*Written problem*.
Render the lines of the material below, from the line containing "Where can you spot the rock" through the end of the material, both ends included, as a Markdown table with the columns Row and Material line, skipping any blank lines.

begin Listed records

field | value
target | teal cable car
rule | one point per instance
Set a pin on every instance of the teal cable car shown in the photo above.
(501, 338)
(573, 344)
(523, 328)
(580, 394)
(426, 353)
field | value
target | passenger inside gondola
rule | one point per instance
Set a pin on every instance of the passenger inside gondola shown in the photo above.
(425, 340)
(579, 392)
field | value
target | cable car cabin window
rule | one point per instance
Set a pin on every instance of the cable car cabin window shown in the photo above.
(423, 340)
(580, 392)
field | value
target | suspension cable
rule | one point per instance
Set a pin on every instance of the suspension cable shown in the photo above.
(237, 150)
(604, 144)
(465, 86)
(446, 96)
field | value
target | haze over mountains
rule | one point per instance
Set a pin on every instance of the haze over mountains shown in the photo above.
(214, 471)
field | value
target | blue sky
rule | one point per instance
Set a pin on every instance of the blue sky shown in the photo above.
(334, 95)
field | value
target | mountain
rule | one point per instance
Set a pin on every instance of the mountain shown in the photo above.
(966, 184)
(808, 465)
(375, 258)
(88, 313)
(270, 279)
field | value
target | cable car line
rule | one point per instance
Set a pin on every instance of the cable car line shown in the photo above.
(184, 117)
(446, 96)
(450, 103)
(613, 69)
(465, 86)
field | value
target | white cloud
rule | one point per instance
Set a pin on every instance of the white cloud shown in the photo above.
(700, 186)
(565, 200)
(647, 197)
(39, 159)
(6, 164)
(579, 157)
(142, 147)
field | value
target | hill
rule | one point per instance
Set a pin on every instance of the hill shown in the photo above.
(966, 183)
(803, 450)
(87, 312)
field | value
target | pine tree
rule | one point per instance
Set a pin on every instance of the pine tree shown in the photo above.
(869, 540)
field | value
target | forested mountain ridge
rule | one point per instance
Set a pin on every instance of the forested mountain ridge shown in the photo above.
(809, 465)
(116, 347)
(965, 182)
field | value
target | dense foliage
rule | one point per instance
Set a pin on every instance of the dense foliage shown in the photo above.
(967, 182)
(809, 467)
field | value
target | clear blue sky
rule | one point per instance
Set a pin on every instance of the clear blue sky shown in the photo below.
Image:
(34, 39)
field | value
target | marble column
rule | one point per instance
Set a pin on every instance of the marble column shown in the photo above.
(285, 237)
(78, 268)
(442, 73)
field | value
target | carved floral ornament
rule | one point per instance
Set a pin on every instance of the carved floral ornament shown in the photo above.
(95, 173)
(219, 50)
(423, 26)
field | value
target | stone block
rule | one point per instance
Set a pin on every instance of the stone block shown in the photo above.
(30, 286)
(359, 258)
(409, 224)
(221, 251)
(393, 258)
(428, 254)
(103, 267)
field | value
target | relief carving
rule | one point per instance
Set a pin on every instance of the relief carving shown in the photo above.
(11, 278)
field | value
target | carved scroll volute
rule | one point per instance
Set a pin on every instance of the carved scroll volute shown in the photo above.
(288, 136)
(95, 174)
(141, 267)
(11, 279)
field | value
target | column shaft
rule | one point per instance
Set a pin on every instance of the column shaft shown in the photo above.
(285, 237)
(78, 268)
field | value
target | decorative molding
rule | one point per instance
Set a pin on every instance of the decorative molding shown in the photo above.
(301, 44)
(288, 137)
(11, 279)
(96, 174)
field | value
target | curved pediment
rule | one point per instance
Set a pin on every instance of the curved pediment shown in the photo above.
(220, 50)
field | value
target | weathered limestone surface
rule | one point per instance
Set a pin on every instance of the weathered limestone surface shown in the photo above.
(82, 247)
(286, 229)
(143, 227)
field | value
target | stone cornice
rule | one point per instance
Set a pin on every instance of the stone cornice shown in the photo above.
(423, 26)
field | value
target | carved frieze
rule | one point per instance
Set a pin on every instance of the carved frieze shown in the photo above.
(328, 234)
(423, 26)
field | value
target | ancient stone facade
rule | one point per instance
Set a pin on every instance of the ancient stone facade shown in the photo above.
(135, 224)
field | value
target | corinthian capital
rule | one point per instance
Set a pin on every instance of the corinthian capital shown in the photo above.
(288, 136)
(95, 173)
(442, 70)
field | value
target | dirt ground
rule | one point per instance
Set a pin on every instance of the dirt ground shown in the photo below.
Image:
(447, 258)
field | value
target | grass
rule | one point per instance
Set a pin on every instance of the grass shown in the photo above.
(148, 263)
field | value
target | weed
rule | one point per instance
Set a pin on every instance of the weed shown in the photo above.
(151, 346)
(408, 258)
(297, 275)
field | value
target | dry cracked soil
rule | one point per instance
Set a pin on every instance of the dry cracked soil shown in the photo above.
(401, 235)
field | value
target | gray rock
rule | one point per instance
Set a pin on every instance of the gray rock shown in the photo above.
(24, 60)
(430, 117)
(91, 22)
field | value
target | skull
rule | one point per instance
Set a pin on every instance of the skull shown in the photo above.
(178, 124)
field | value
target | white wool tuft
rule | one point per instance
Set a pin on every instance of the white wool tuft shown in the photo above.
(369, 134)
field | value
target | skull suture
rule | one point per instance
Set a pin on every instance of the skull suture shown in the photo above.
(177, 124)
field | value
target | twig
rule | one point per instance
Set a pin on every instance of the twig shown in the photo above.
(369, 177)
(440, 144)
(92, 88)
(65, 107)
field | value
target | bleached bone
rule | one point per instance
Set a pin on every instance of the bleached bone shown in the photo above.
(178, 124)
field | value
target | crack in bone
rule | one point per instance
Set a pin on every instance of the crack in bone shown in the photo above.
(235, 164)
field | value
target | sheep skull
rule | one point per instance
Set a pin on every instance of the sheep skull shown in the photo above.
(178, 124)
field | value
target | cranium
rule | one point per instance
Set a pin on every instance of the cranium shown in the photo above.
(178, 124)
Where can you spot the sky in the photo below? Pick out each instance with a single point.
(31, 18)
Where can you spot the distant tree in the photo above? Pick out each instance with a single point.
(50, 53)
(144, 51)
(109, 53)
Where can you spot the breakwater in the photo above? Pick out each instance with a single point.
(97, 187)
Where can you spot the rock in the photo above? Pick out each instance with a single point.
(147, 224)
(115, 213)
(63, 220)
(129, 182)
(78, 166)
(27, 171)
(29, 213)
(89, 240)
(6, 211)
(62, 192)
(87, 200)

end Listed records

*Result*.
| Row | Material line |
|---|---|
| 1 | Where can you spot the rock in the photo above? Pick out each instance with a single point. |
| 2 | (147, 224) |
| 3 | (115, 213) |
| 4 | (63, 220) |
| 5 | (129, 182) |
| 6 | (78, 166) |
| 7 | (27, 171) |
| 8 | (29, 213) |
| 9 | (89, 240) |
| 10 | (6, 211) |
| 11 | (62, 192) |
| 12 | (87, 200) |